* Passage for review *
____________________

She stands there, taunting me with her challenge, dangling the takeaway menu as she would a bone to an insatiable dog, hypnotising me with the sweet promise of its garish font, as I undertake frantic calculations of probability:

did she have a big lunch today? Did anyone see her snack in the last three hours? What deal are they going for – family meal or midweek madness? What stage of her menstrual cycle is she at? Was she stressed at work today?

All of this to ascertain exactly what my chances are of the odd crust, sly slice being begrudgingly pushed my way that will enable me to proliferate the myth that I am assiduously “eating well.” Tonight, she is not budging, and has youngest sister in cahoots with her. The kitchen is filled with echoes of “don’t even think you’re having any of mine” and pointing fingers, eyebrows condemning me like tinted gavels to a hungry death and – and this is without doubt the cruelest part – a flurry of excitement and prolonged dissection of what meat toppings to choose, just to spite my selfless vegetarianism.

Thus, as the sweat forms, droplet-like in the intensity of this tug-o-war between lust and need, desire and very acute awareness of the extensive portions of cake I already consumed today (and yesterday), I cave to the “ahh, feck it” that is this global pandemic. I surrender to the uncertainty, the purgatory of these strange times and sacrifice that make any aspirational eating redundant. What good is a future toned body if there is no one left to share it with? What good depriving myself of pizza when my pizza-eating days might be numbered?

God damn you, COVID-19, you annihilate my already limited reserves of willpower in your carpe diem temporality. God bless you, COVID-19, you free me from the shackles of remembering to practice willpower as a kindness to my future best self.

I order a large pizza and am militant in ensuring the provision of sides and more garlic dips than there are members of my family.

Afterwards, I moan about eating too much and announce I feel sick. Three minutes later I unearth a cure and decide that ice cream will make me feel better so I shuffle towards the tub of Haagen Daas but on the way to the freezer I remember the freshly-made apple tart that will go to waste unless I eat it. When I add the ice cream to the warmed pie, it still looks lonely so, I naturally add whipped cream.

____________________

* Supplied entries *
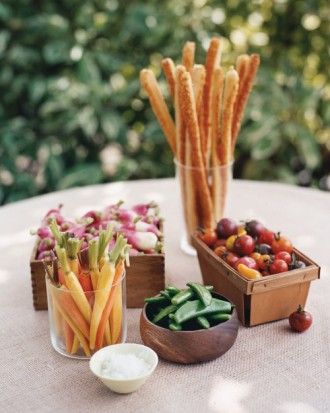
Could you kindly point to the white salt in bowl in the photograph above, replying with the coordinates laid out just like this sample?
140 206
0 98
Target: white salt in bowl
123 368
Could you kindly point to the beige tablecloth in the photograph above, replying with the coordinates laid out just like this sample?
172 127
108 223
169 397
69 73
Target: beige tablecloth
269 369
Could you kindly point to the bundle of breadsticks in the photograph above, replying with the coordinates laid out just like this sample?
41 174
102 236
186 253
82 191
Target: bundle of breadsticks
208 105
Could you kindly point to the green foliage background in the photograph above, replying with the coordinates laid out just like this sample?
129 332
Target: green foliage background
71 110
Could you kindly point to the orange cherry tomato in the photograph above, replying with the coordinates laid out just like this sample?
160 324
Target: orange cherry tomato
221 251
209 236
230 242
281 243
247 272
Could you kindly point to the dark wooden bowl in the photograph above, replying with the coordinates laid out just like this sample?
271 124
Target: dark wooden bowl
188 347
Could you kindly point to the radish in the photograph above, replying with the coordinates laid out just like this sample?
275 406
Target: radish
143 209
46 244
141 241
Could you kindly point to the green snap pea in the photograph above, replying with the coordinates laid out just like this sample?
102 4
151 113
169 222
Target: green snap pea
172 290
203 293
203 322
193 309
220 317
156 299
185 295
175 327
164 312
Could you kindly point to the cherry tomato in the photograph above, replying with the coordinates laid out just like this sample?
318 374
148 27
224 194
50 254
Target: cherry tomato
230 242
248 261
266 237
241 230
219 242
244 245
221 250
255 256
282 244
285 256
300 320
209 237
278 266
254 228
231 259
263 262
248 272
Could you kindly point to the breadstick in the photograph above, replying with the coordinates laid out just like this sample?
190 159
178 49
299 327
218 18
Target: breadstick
229 96
187 100
188 55
158 104
243 97
169 72
216 101
179 121
224 144
212 61
198 79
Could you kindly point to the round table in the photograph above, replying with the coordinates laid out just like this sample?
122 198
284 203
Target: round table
269 368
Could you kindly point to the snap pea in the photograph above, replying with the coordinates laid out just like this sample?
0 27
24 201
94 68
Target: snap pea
185 295
175 327
172 290
203 322
164 312
193 309
165 294
156 299
220 317
201 292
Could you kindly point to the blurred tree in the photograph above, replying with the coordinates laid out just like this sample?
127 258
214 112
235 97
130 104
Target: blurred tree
71 112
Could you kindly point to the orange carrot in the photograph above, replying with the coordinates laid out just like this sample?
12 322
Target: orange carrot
108 306
65 300
68 336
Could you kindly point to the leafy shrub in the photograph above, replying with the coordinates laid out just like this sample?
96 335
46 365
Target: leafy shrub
71 110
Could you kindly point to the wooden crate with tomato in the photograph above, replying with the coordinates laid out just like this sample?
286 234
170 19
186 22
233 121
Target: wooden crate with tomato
269 290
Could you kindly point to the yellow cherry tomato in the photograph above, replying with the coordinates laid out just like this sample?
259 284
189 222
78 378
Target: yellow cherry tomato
230 242
241 230
249 273
255 256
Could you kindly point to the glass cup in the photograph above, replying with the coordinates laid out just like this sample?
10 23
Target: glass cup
218 179
70 332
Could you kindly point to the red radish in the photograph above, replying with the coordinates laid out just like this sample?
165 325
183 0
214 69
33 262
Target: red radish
300 320
141 241
46 244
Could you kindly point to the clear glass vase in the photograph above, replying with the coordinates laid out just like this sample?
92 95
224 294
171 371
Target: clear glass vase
218 180
70 331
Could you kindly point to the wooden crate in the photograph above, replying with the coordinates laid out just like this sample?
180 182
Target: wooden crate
271 298
144 278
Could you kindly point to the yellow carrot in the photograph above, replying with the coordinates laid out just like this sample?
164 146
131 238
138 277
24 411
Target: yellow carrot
74 285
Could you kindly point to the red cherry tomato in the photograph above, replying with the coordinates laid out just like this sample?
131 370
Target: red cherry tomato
231 259
221 250
300 320
248 261
282 244
219 242
263 262
209 237
266 237
285 256
278 266
244 245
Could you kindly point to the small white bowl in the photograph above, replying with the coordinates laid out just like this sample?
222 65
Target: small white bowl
123 385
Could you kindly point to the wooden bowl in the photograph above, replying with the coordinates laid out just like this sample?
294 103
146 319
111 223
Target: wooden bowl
188 347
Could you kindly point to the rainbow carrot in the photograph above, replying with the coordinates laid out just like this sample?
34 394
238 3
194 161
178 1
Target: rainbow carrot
107 309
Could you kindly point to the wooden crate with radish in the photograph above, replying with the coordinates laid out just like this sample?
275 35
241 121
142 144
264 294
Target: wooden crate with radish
146 274
263 292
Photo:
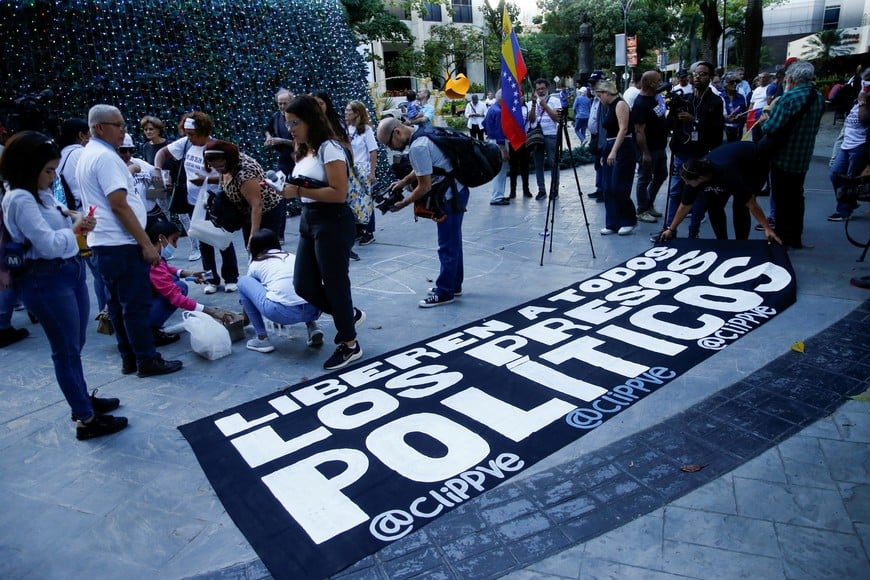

____________________

* What to work on *
Continue the piece about the pizza night during the COVID-19 pandemic, starting after its last sentence.

* Your response *
I wake up in the middle of the night with stomach pains.

Tree Tings

Here’s where I lecture you cause, let’s face it, I’m a bit of a know-it-all douche. No, here are tree tings I did today that made me feel good and perhaps might awaken similar serotonic (made this word up but kind of obsessed with it? Serotonin + tonic = YAS QWEEN) vibes for you. Also because if I see ONE more person on Instagram talk to me about their craft corner/baking/fifth walk of the blooming day I will actually explode with inadequacy – WE ALL HAVE THE SAME HOURS IN OUR DAY, PEOPLE.

It’s called ‘Tree Tings’ because my foreign friends (from the terribly exotic UK) used to “joke” that I don’t pronounce my ‘th’s’ so we only ever talked in trees. The year I turn thirty-three is the year our long and enduring friendships will end and I will block all of them from all communications portals permanently (or at least until I’m in my forties)

So, with loads of further ado, here are TURSDAY’S TREE TINGS:

  • Jaywalking in the middle of the road. I know I just gave out about all this walking people are doing but walking in the middle of the road now it is safe to do so is FOOD for the soul – empowering, liberating, adrenaline-inducing. Get out and DO IT – fly in the face of social convention, flaunt danger, flirt with the law for a cheap, cheerful, and non-psychosis-inducing BUZZ.
  • The Daily’s special episode on Tom Hanks – balled my eyes out while jaywalking listening to why this human is the best human. Don’t think, just click
  • Cinnamon and turmeric in my first milky coffee of the day. Liquid gold is the only way to begin a working from home day – the turmeric brings you sunshine, the cinnamon, heart.